課題 —
以下の引用文を読み、次の問いに答えなさい。
(a) 筆者がツイッターやFacebookに載せるものは何か。
(b) 筆者が新作に向けて書いていたものは何か。
(c) 筆者が昨年末に初めて得た機会はどのようなものか。

引用文 —

+++++

2013/02/14

京極朋彦ダンス企画は人と共にダンスを育て続けます

いろいろな情報が怒涛のごとく流れていく今日この頃。

ツイッター、Facebook等々では、様々な情報が溢れかえって、要らん不安や、様々な感情に振り回され「Facebook疲れ」なる言葉が生まれてきたりしているようです。

加速する情報社会において、ブログですら最近は少々低速のメディアとなっています。

自分自身も「思った事と速報」はツイッター、Facebookに。
「詳細情報と考えた事」はブログにと、意識的に使い分けているような気がします。

目的に応じて手段を使い分ける。

とても合理的でありながら、どこか非情な、あるいは悲しい響きがしないでもありません。
目的に応じた様々な手段を手に入れることで、人は進化していったとすれば、逆に、その数多ある手段のせいで、目的を見失いつつあるのが、情報化社会の人の姿だとしたら、「使い分ける」という、悲しい響きの原因はそんなところにあるのかもしれません。

新作に向けての企画書を書いているうちに、なんとなくそんなことを考えていました。

今まで、自身の振付作品は、人に振付けしながら自分も出るというスタイルでやってきたのですが、昨年末初めて、自分は出演せずに人に「踊ってもらう」という機会を得ました。

+++++

提示データ —

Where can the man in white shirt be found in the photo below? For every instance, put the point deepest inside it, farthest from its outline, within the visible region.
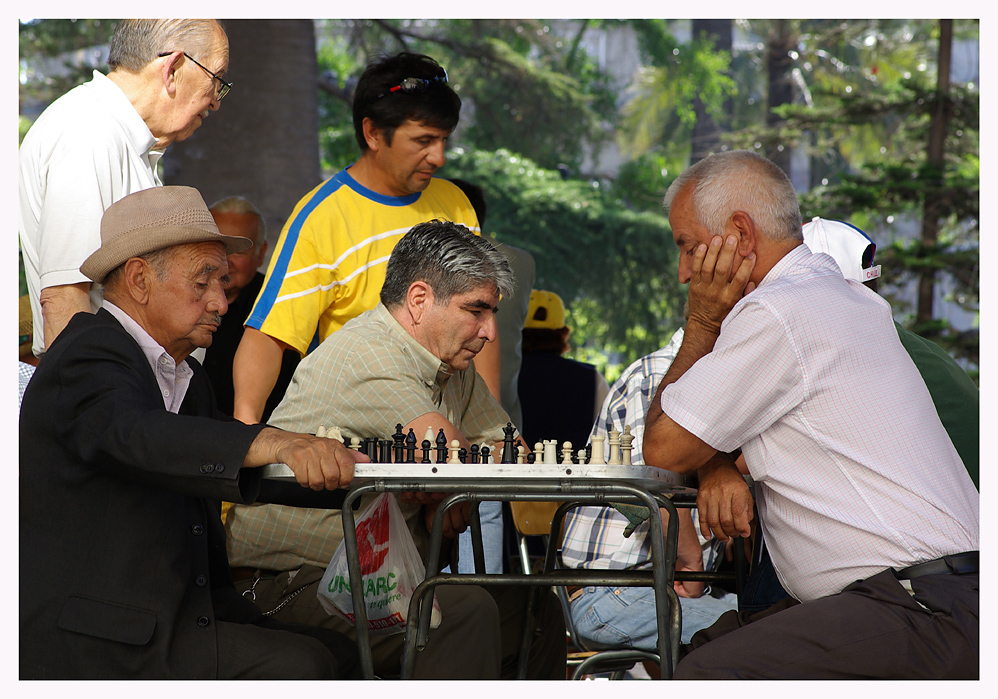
(102, 141)
(871, 518)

+++++

解答 —
(a) 「思った事と速報」
(b) 企画書
(c) 自分は出演せずに、人に「踊ってもらう」という機会